AIM> Rewrite the records below from the line containing "Return one point per instance of the printed" through the end of the records, changing "crowd of people" to "group of people" and leaving everything else the same.

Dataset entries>

'''

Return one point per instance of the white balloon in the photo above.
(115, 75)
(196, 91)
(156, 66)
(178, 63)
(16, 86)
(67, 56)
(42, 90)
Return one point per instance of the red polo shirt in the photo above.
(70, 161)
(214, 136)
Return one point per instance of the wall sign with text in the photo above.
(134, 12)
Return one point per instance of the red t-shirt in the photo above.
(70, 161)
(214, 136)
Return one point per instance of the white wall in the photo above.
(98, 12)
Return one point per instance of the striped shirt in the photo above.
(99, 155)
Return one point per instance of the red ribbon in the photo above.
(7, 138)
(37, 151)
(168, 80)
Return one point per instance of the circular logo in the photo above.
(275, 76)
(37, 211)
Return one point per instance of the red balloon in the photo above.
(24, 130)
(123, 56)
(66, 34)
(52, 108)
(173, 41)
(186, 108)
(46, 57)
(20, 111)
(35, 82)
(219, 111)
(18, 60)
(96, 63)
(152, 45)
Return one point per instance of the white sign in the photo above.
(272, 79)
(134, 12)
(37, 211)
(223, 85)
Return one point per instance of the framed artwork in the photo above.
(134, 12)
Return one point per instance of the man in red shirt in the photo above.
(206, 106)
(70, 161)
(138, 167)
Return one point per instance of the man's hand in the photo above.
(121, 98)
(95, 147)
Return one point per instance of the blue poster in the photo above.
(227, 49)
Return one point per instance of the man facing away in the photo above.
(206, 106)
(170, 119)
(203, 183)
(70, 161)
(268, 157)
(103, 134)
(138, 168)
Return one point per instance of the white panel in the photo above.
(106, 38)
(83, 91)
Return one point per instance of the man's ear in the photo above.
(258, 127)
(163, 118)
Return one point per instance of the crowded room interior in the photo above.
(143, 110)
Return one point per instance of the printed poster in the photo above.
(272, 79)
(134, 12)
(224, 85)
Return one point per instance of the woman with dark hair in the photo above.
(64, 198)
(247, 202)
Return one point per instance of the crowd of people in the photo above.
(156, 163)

'''

RESULT OF THE EXERCISE>
Return one point per instance of the printed poster in the photo above.
(272, 79)
(134, 12)
(224, 85)
Return one point per instance of the woman with dark hair in the photo above.
(64, 198)
(247, 202)
Return one point per instance of the group of people in the photo above.
(156, 163)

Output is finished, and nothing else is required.